● Natural-language object grounding data
※
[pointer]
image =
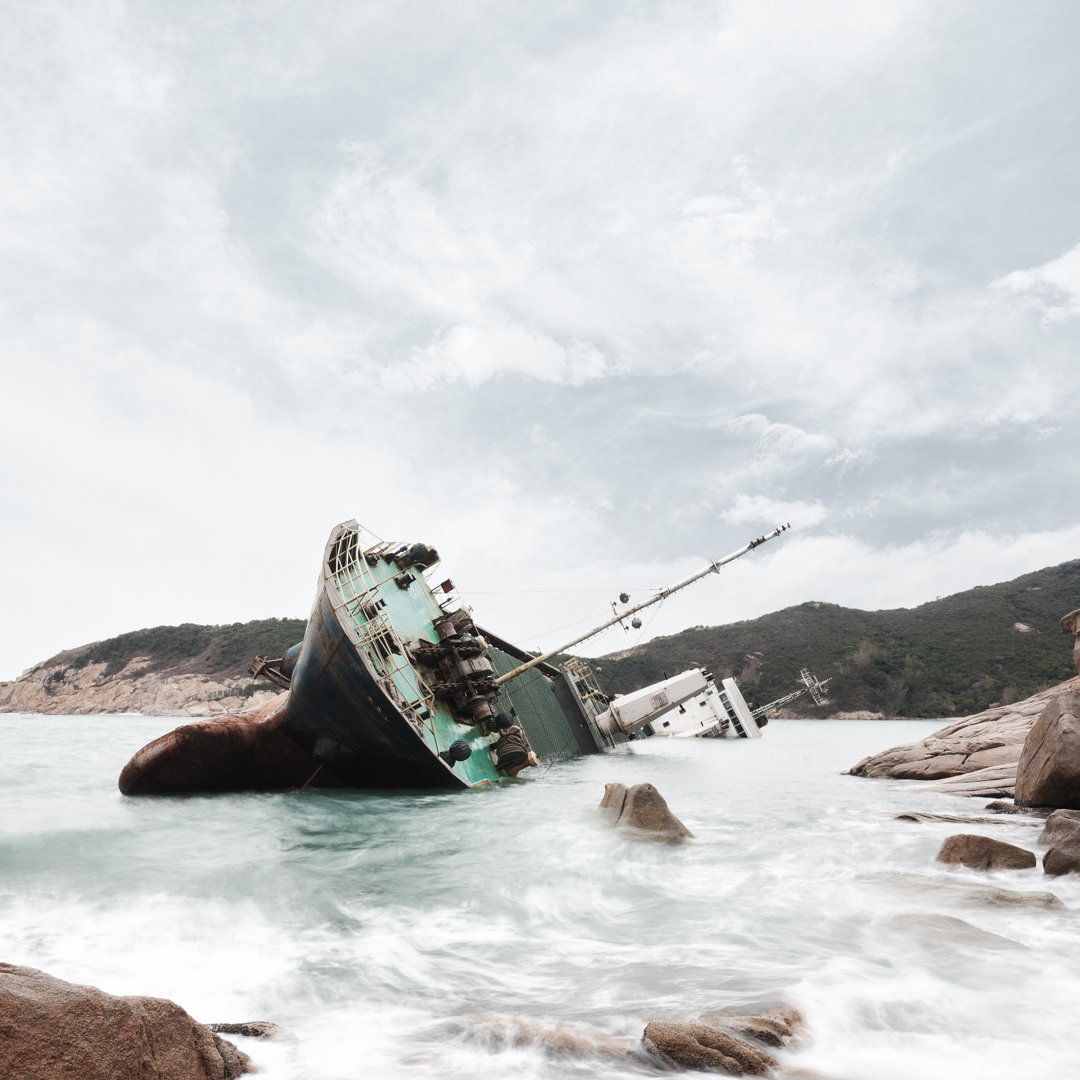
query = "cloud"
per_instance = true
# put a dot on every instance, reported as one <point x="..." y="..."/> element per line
<point x="757" y="509"/>
<point x="656" y="270"/>
<point x="1053" y="288"/>
<point x="477" y="353"/>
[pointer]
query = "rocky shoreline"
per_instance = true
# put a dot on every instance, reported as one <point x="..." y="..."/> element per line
<point x="64" y="687"/>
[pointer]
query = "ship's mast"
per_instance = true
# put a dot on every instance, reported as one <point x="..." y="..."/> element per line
<point x="662" y="595"/>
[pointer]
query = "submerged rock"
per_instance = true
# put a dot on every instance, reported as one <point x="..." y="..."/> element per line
<point x="996" y="781"/>
<point x="255" y="1029"/>
<point x="55" y="1030"/>
<point x="990" y="740"/>
<point x="644" y="808"/>
<point x="1049" y="771"/>
<point x="1063" y="858"/>
<point x="945" y="930"/>
<point x="241" y="752"/>
<point x="984" y="853"/>
<point x="555" y="1036"/>
<point x="696" y="1045"/>
<point x="958" y="819"/>
<point x="775" y="1027"/>
<point x="964" y="891"/>
<point x="1060" y="825"/>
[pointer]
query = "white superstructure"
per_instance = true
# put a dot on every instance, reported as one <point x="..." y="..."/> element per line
<point x="685" y="705"/>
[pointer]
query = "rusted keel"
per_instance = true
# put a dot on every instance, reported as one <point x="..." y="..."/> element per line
<point x="238" y="752"/>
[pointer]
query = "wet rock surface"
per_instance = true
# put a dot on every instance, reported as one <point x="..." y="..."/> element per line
<point x="55" y="1030"/>
<point x="984" y="853"/>
<point x="774" y="1027"/>
<point x="642" y="808"/>
<point x="1063" y="859"/>
<point x="561" y="1037"/>
<point x="958" y="819"/>
<point x="241" y="752"/>
<point x="945" y="931"/>
<point x="986" y="744"/>
<point x="255" y="1029"/>
<point x="1049" y="770"/>
<point x="963" y="892"/>
<point x="696" y="1045"/>
<point x="1060" y="825"/>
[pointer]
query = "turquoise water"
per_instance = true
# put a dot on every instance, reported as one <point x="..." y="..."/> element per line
<point x="377" y="927"/>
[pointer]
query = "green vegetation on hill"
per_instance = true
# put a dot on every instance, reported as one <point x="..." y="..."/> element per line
<point x="217" y="651"/>
<point x="947" y="658"/>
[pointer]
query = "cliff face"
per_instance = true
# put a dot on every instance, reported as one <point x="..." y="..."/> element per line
<point x="59" y="686"/>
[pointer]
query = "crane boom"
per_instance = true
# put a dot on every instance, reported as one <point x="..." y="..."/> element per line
<point x="656" y="598"/>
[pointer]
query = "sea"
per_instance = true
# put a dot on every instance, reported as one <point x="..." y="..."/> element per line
<point x="418" y="935"/>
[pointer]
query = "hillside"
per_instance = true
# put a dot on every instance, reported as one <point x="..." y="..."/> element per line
<point x="995" y="644"/>
<point x="162" y="671"/>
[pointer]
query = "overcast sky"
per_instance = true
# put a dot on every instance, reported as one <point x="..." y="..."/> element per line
<point x="583" y="294"/>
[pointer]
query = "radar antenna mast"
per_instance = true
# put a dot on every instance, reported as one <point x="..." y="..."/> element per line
<point x="656" y="598"/>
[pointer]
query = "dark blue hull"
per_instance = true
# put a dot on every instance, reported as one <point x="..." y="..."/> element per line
<point x="339" y="714"/>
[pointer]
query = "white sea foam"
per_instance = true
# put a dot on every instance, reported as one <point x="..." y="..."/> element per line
<point x="375" y="927"/>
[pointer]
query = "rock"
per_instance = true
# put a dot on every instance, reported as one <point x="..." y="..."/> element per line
<point x="1060" y="825"/>
<point x="966" y="892"/>
<point x="958" y="819"/>
<point x="939" y="931"/>
<point x="1070" y="624"/>
<point x="991" y="739"/>
<point x="984" y="853"/>
<point x="558" y="1036"/>
<point x="67" y="684"/>
<point x="1049" y="771"/>
<point x="775" y="1027"/>
<point x="1000" y="806"/>
<point x="696" y="1045"/>
<point x="615" y="799"/>
<point x="1063" y="858"/>
<point x="995" y="781"/>
<point x="642" y="807"/>
<point x="241" y="752"/>
<point x="1062" y="832"/>
<point x="255" y="1029"/>
<point x="56" y="1030"/>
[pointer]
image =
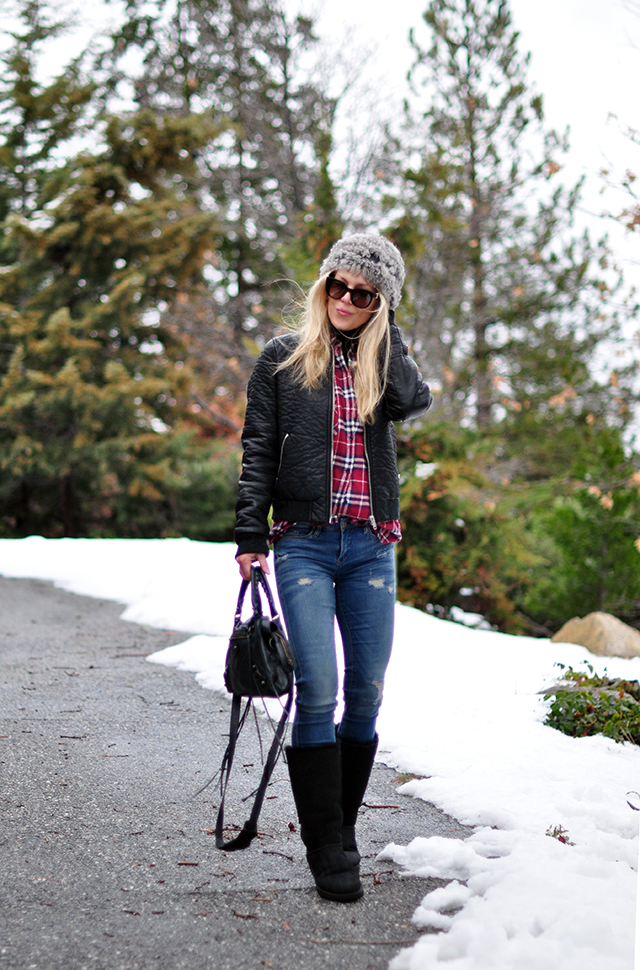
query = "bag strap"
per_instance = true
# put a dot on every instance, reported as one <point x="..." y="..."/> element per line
<point x="250" y="827"/>
<point x="258" y="579"/>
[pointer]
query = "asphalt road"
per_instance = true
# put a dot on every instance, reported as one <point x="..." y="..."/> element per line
<point x="107" y="856"/>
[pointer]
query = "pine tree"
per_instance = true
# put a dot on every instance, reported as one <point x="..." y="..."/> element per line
<point x="239" y="63"/>
<point x="94" y="402"/>
<point x="506" y="301"/>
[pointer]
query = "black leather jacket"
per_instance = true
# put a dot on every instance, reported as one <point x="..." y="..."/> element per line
<point x="287" y="441"/>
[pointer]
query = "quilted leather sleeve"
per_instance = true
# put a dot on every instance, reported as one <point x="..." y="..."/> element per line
<point x="260" y="455"/>
<point x="406" y="395"/>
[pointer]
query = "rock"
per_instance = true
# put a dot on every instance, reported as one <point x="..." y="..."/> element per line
<point x="602" y="634"/>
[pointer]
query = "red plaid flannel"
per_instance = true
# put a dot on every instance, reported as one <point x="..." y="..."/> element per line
<point x="350" y="477"/>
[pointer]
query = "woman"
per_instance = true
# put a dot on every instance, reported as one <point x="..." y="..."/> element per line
<point x="320" y="451"/>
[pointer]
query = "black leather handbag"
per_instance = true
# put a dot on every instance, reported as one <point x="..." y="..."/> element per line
<point x="259" y="661"/>
<point x="258" y="664"/>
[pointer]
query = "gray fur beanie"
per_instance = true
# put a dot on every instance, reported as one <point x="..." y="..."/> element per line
<point x="372" y="256"/>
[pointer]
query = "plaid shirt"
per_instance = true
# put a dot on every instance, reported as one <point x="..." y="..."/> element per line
<point x="350" y="475"/>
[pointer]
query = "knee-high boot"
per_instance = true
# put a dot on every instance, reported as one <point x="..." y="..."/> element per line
<point x="357" y="762"/>
<point x="316" y="783"/>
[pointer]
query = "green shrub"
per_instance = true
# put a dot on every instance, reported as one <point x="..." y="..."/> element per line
<point x="585" y="703"/>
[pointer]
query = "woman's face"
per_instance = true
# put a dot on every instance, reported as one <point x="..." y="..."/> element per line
<point x="342" y="313"/>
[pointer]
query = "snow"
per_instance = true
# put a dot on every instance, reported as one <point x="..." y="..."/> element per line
<point x="463" y="712"/>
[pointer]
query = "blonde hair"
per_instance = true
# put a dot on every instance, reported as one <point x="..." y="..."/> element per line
<point x="312" y="357"/>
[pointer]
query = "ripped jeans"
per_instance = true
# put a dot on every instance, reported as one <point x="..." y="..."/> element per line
<point x="336" y="571"/>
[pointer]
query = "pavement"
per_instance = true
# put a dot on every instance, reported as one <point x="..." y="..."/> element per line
<point x="107" y="854"/>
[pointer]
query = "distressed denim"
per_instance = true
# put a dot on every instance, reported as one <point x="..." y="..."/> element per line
<point x="336" y="571"/>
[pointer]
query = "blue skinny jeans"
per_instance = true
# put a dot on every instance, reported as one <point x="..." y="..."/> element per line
<point x="326" y="572"/>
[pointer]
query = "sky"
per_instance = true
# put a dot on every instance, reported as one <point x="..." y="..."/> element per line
<point x="463" y="711"/>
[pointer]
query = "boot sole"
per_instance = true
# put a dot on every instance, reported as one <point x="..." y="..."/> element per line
<point x="341" y="897"/>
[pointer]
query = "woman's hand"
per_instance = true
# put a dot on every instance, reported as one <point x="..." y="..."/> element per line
<point x="245" y="559"/>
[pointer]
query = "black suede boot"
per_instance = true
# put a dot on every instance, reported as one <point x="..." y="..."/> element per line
<point x="357" y="762"/>
<point x="316" y="782"/>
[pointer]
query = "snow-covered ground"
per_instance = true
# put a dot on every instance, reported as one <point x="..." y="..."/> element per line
<point x="463" y="711"/>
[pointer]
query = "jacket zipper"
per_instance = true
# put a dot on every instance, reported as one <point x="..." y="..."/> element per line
<point x="372" y="519"/>
<point x="284" y="441"/>
<point x="331" y="443"/>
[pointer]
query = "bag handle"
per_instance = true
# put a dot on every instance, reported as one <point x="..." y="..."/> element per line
<point x="258" y="579"/>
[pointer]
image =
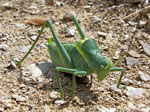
※
● WORK TASK
Where does the string "white" occur in the data above? Copy every line that holds it.

● OUTPUT FOR THIS TASK
query = "white superstructure"
query = "white sea foam"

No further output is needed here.